§ Task to carry out: In the jazz clarinet passage, during which years did Barney Bigard play in Duke Ellington's orchestra?

Today, many (perhaps most) jazz listeners regard the clarinet as a relic of the past, the property of moldy figs and swing-era diehards. Nevertheless, though the 1960s and 1970s the avant-gardists, in their quest for new sounds (as well as old ones), rediscovered the instrument, at least in a limited way. Some even began to feature members of its extended family, like the alto, bass, and contrabass varieties, occasionally in multi-clarinet ensembles. And during recent decades, this music has been enriched by a handful of dedicated clarinet specialists, like the late John Carter, Alvin Batiste, and Don Byron, who have fought to keep their instrument in the forefront of creative jazz.

Sidney Bechet: The Best of Sidney Bechet (Blue Note, 1994; original recordings, 1939–1953)
This New Orleans-born master dominated every ensemble he ever played in with his florid, vibrato-driven bravura. Among its treasures, this collection includes two genuine jazz masterpieces: Bechet’s soulful clarinet blues, “Blue Horizon,” and “Summertime,” featuring his inimitable soprano saxophone.

Jimmie Noone: An Introduction to Jimmie Noone: His Best Recordings, 1923–1940 (Best of Jazz,1997)
Originally a New Orleans contemporary of Bechet, Noone made his mark in Chicago as both a blues specialist and a singular interpreter of such popular tunes as “I Know That You Know” and his lovely theme song, “Sweet Lorraine.” He also was an early and important influence on the young Benny Goodman.

Barney Bigard: Barney Bigard Story, 1929–1945 (EPM,1996)
Bigard brought the New Orleans Creole clarinet tradition into Duke Ellington’s orchestra, where, from 1928 to 1942, his fleet solos and intricate embellishments lent color and character to countless jazz classics. His long post-Ellington career included a stint with Louis Armstrong’s All-Stars (1946–55).

Benny Goodman: Complete RCA Victor Small Group Master Takes (Definitive,2000; original recordings, 1935–1939)
Although his big band defined the Swing Era for millions of fans, over the years Goodman played his best jazz with his various all-star small groups. This two-CD set spotlights BG’s original trio (with pianist Teddy Wilson and drummer Gene Krupa) and quartet (which added Lionel Hampton on vibes).

§ Data provided:
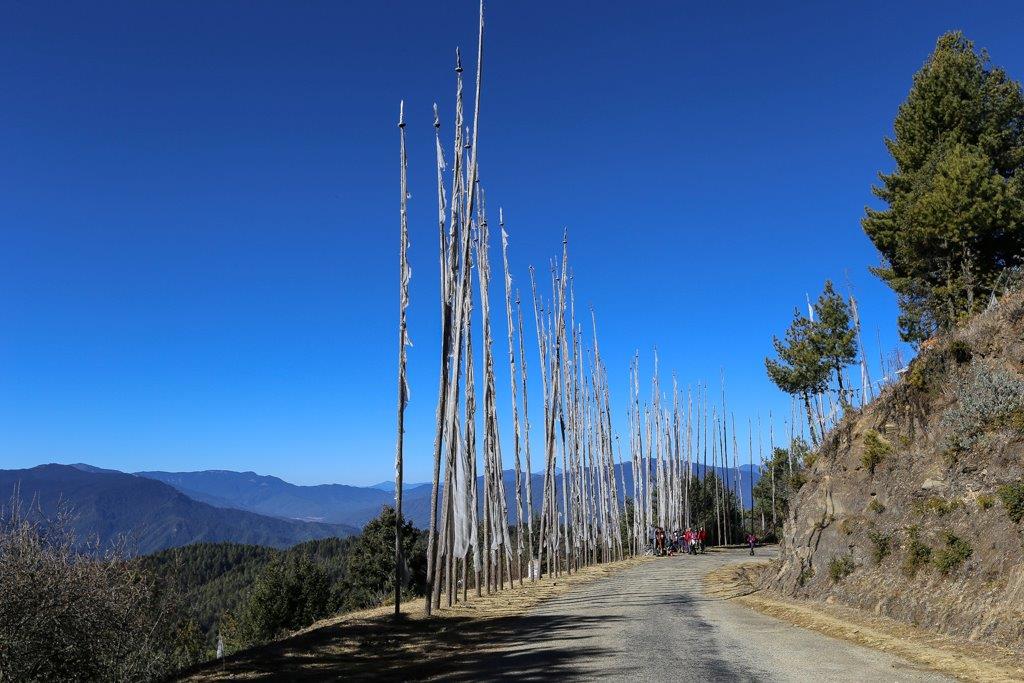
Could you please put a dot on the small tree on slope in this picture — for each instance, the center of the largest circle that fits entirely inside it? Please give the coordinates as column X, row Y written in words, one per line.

§ Written answer: From 1928 to 1942.